* TASK OBJECTIVE: From the records below, copy out every line from the one containing "Keep to two rules. Tag each instance of the stucco" through the one containing "x=370 y=363", reproducing each character without change. Leave the pictures out of your answer.

[Excerpt from a dataset]
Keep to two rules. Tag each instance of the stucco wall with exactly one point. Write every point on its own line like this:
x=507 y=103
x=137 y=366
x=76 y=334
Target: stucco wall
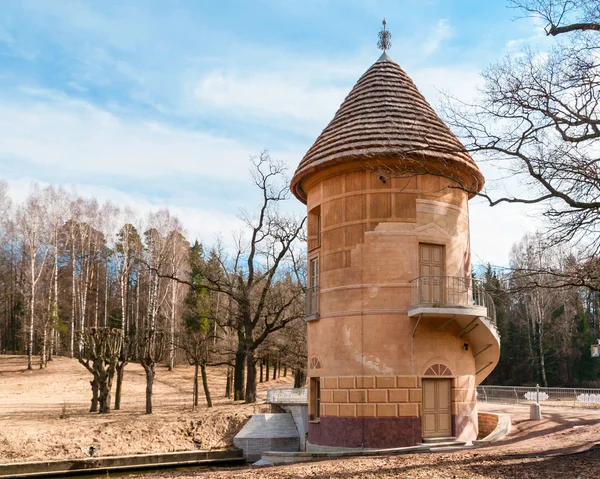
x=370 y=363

==

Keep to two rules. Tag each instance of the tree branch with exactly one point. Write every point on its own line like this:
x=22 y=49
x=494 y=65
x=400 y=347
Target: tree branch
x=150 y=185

* REPLY TO THE EXERCISE:
Keep to two rules. Tag each instance of the stucco wall with exactly one point. Write every point on its own line like this:
x=507 y=103
x=137 y=366
x=76 y=334
Target: stucco wall
x=370 y=363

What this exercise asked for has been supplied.